TASK INPUTS: Begin

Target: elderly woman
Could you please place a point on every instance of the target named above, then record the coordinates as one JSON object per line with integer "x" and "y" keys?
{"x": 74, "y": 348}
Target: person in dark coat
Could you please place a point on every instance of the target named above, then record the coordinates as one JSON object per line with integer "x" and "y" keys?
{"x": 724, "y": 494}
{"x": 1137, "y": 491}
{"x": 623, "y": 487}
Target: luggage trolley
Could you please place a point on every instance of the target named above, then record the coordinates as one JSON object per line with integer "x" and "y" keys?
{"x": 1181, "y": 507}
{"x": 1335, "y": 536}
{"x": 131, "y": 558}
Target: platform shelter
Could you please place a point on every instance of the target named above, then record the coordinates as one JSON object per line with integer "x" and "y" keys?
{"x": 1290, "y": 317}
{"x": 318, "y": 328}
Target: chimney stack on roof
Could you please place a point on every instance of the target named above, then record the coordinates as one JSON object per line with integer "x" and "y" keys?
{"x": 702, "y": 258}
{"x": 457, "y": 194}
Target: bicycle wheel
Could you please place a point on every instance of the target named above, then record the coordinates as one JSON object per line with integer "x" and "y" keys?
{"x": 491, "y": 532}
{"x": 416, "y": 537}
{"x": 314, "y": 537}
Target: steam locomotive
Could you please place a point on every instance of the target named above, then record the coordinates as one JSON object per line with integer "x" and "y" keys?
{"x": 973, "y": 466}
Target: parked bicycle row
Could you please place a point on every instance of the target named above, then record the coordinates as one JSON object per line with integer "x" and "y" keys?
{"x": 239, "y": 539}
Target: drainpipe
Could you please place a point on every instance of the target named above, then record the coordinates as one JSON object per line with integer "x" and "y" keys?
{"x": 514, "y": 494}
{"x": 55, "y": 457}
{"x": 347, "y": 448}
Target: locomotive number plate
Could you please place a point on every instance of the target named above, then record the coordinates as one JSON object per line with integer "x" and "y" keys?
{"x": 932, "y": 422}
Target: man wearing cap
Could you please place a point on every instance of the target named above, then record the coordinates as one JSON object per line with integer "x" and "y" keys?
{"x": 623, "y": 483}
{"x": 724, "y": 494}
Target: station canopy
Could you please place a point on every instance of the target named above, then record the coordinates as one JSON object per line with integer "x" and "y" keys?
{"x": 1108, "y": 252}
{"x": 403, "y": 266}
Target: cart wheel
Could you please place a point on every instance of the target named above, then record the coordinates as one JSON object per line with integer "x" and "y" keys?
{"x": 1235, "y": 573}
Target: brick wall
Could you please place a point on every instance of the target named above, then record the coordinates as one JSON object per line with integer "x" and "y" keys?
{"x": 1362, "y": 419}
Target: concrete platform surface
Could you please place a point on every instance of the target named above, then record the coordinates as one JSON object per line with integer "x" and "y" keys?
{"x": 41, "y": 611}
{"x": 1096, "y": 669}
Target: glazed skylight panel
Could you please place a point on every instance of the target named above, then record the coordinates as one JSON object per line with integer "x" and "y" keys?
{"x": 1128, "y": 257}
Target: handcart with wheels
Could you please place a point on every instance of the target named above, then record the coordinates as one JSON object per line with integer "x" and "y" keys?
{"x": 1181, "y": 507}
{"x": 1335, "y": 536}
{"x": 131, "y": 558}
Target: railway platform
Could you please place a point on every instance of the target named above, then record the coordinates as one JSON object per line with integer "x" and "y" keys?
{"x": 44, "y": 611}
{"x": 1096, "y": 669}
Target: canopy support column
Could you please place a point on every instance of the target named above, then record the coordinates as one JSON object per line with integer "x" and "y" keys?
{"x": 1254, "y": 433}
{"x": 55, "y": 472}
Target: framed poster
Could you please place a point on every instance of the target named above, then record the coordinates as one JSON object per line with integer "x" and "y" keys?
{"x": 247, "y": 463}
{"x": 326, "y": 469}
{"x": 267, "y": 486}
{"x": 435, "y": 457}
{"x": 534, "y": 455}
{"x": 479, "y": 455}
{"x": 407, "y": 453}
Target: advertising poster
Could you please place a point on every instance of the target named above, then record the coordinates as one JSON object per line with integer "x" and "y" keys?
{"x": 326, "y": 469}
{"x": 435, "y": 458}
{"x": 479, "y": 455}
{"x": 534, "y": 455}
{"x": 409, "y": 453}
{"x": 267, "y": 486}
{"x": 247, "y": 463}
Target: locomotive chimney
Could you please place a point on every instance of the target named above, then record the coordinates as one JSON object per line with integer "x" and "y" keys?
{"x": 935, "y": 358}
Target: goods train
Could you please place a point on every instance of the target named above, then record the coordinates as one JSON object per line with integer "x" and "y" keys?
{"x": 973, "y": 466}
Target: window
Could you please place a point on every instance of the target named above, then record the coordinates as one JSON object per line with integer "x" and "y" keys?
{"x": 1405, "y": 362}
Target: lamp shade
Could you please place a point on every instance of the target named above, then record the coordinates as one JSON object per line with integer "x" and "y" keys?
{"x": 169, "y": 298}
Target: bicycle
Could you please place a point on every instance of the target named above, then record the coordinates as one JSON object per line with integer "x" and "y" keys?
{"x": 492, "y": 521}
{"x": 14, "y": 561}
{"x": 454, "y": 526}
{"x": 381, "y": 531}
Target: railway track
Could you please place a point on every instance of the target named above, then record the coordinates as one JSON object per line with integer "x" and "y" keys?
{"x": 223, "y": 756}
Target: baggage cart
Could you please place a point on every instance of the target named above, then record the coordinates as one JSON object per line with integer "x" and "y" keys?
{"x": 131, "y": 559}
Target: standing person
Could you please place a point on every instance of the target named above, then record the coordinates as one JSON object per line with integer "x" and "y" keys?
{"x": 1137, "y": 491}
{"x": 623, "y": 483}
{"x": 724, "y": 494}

TASK INPUTS: End

• WHAT THE EXERCISE ASKS
Set down the lines of the listing above verbatim, first line through the line containing "Target: person in dark coat", inclusive; add no other lines.

• YOUR SOLUTION
Target: elderly woman
Could you please place a point on every instance of the target named above, then record the coordinates as one JSON object per line with integer "x" and "y" keys?
{"x": 74, "y": 348}
Target: person in dark coat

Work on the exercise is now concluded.